=== Texte à lire ===
####################

Quand le paradigme est plus fort

Aim Collective
Entreprises à mission
7 min readJun 19, 2019

Tout est venu d’un post Facebook. Comme souvent en ce moment mais c’est une autre histoire. Ce jour là, Duc Ha Duong fait appel à sa communauté pour éclairer le chemin d’Officience qui souhaite aller à la rencontre d’un texte de loi majeur adopté au Parlement quelques jours plus tôt.

L’intention

Je réponds immédiatement. Pourtant Aim ce collectif qui veut transformer les organisations par les sciences humaines n’est pas encore né. Aim n’arrivera que le 1er Mai (tout un symbole ! mais c’est une autre histoire) mais son intention est déjà là (the aim of ?) et me souffle tous les mots pour Duc ce jour là.

Je ne savais même pas au moment de répondre ce que les lettres PACTE voulaient dire mais je comprenais qu’il s’agissait là de réformer la philosophie même de l’entreprise. Cela résonne.

####################

=== Lignes de données ===
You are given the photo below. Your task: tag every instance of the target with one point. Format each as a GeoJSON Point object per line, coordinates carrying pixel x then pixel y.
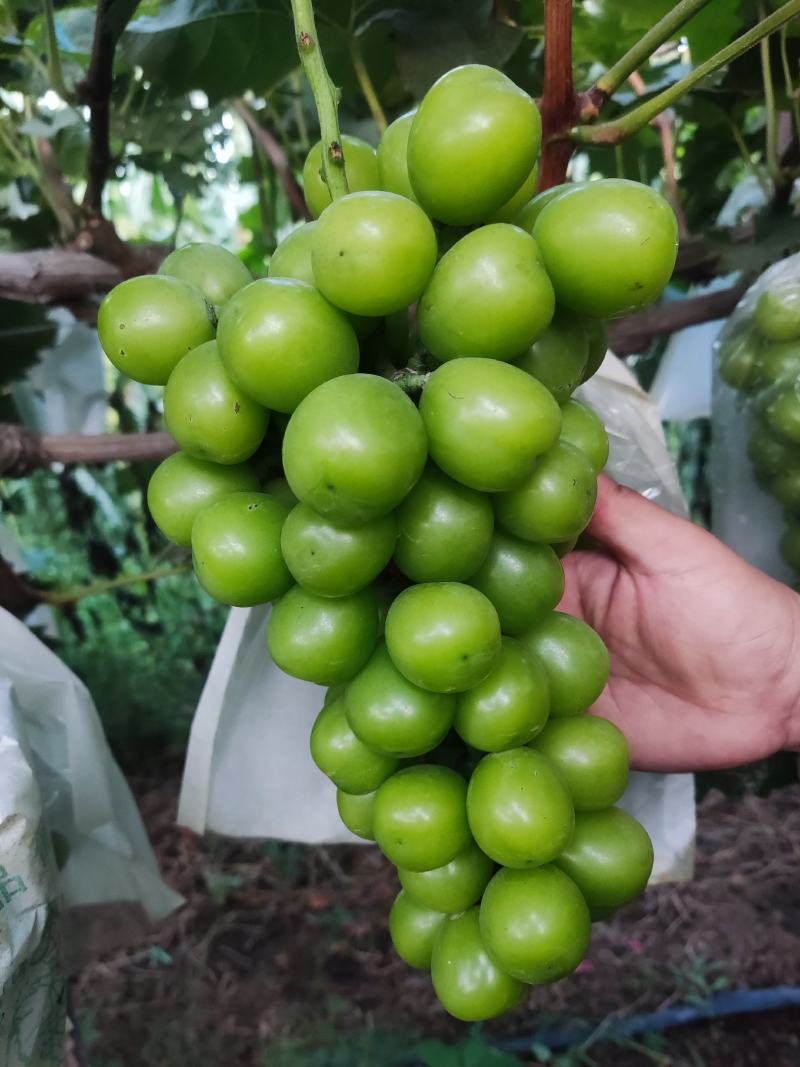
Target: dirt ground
{"type": "Point", "coordinates": [282, 952]}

####################

=== Consignes ===
- a) D'après le texte sur la loi PACTE, comment est-il possible de répondre à Duc Ha Duong alors que le collectif Aim n'est pas encore né ? Répondez en une à trois phrases.
- b) Rédigez la suite du texte sur la loi PACTE à partir de sa dernière phrase.

=== Résultats ===
- a) Aim n'existe pas encore, mais son intention est déjà là. C'est elle qui souffle tous les mots de la réponse adressée à Duc ce jour-là.

- b)
J’explique alors qu’Aim veut prendre part à cette conversation. Je dis au présent qu’Aim souhaite aider les organisations à penser leur action. Je sais que la question du sens, de l’identité et de la raison d’être seront centrales dans ses interventions. Aim souhaite aider Officience et toute sa communauté à devenir aux yeux de la loi une entreprise à mission. Aim veut co-construire, apprendre et vivre cette expérience aux côtés de tous les Offy.

Une conversation messenger se crée, puis une autre, puis un groupe de volontaires s’avance. Un rendez-vous est pris et nous voilà réunies autour du Duc, rue du Caire et au Vietnam, le 12 juin dernier.

Elodie, Nam, Suzanne, Marianne, Rita : les 5 personnes qui ont répondu présentes à l’invitation de Duc sont des femmes. Tiens ?

Mais c’est encore une autre histoire, right ?

Duc nous explique son souhait de voir la loi Pacte devenir contagieuse à l’international. A l’instar de la CNIL qui veille depuis plusieurs décennies à ce que nos partenaires adoptent les principes fondamentaux de nos libertés individuelles, la loi Pacte pourrait propager sa philosophie dans le monde entier par effet systémique. Bam. Cela ne fait pas cinq minutes que la réunion a commencé que nous parlons valeurs universelles, bien commun et impact mondial.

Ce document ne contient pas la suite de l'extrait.